### DOCUMENT PASSAGE
Saturday, August 9, 2008

Sometimes the words fail me

I kno it may be long but it basically sums up everything i am and want and need...... my goal for this blog besides uncover the secret Canadian conspiracy to take over the world is to have to Lord make this Real.

We're Hungry Lord
We're hungry for something, Lord.
We have so much rich food and cake and candy for ourselves, but we're hungry.
People around us are so stiff and tight and hard to reach.
And they make us that way.
But we're hungry for something more.
People we know keep talking about great ideas, brilliant questions, and the problem of God's existence.
But we're hungry for You, not ideas or theories.
We want You to touch us, to reach inside us and turn us on.
There are so many people who will counsel us to death.
But we're hungry for someone who really knows You and has You, someone who can get so close to us that we can see You there.
We have so many things, but we're hungry for You.
Deep, deep down inside we're hungry, even if we appear to be silly, lazy, or unconcerned at times.
We're hungry for your kind of power and love and joy.
Feed us, Lord, feed us with Your rich food.
~Anonymous

Thursday, July 10, 2008

the small things of life

goal number 27 try not to get stuck in a worm hole...
its great how the little things in life make you happy
like for instance buttons; small, round, different shapes, cloth, wood, they make you so happy. especially a bid huge pile of them or maybe just one around your neck *wink*.Or having exact change or finding money on a rainy day or hearing a familiar song in a strange foreign place, jump ropes, and butterflies and stars. Or being able to eat a nice and moist pancake. Thats what happen to me. I was so hungry and
i knew I didnt want any more school food
Being a bratty Mcbratkins
But along came Imre
He told me to follow him
I thought he just wanted me to help him with something
Oh No I thought
we get to the kitchen and he hands me a plate with a pancake covered in syrup
My day was just made.

Tuesday, June 3, 2008

Here we are

Goal two: always be ready for a swim.
I think i'll get piled up in goals but that is A-OK.

### COLLECTED DATA
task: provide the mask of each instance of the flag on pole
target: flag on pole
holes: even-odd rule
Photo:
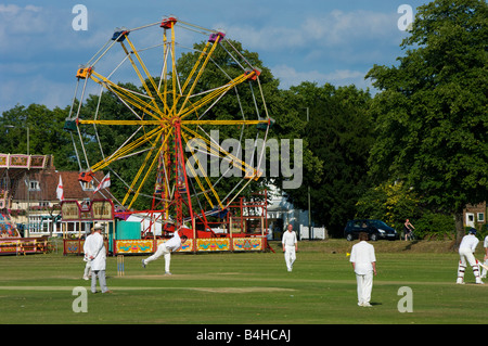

### EXERCISES
• a. Answer from the blog posts:
(i) Which goal number is "try not to get stuck in a worm hole"?
(ii) Who handed the writer a plate with a pancake on it?
(iii) What is goal two?
• b. Reproduce the blog posts word for word, from "But we're hungry for You, not" up to and including "hungry for You.".
• c. Resume the blog posts after their last sentence, "I think i'll get piled up in goals but that is A-OK."
The material stands apart from the blog posts and has no connection to them.

### OUTPUTS FOR THE TASKS
• a.
(i) Goal number 27
(ii) Imre
(iii) Always be ready for a swim.

• b.
But we're hungry for You, not ideas or theories.
We want You to touch us, to reach inside us and turn us on.
There are so many people who will counsel us to death.
But we're hungry for someone who really knows You and has You, someone who can get so close to us that we can see You there.
We have so many things, but we're hungry for You.

• c.
So its pretty cool here in Hungary. We learn different language, clean stuff, help with food, and most days take a dive in the pool. I think that God thought of me when He made water. I freak out if I haven't been in it for awhile. I missing the beach something fierce. But I remind myself that I will see it again soon maybe get someone on the way to Georgia to stop by it or the day or two I'm home jump in. Oh yea here is the plan I will be praying about these next couple of weeks: 1)Summer of Service (this sweet place im at right now) 2)England! Motttttty! and Jennahahahaaa 3) toss up between Amster D and Ireland; AmsterD=God Ireland=self :) purely 4)NYC bus home to Boston 5) road trip to Georgia get a Jercut see some friends get some questions answered OR the alter net is to stick it out for two weeks or so see people and get the same yet different questions answered 6)Wedding cry cry cry 7) this one is really up in the air road trip all the way to Canada OR fly back home live there OR go to AZ and live there till next semster OR hike the App. trail OR move to Portland OR move to where ever Mrs. Lewis is and finish music course OR live some where and start the Photography thang OR live back home till the Lord opens a door to a different country. I dunno but I will pray. It is all kind of a bore to write about but not so much for me when I think about it. I mean its crazy to think that God can lay out your whole life and He is just waiting for you to come a seek Him for it. Will write soon but the bed calls........................

Wednesday, May 28, 2008

this is the first day of my life....in SoS

I think my goal this summer is to learn bridge.....I mean I'm already am good at shuffle board.
that is goal one. I want to write so much right now but I can't. I hate that wanting to do something so bad but ending up doing something totally different. Ok Bye.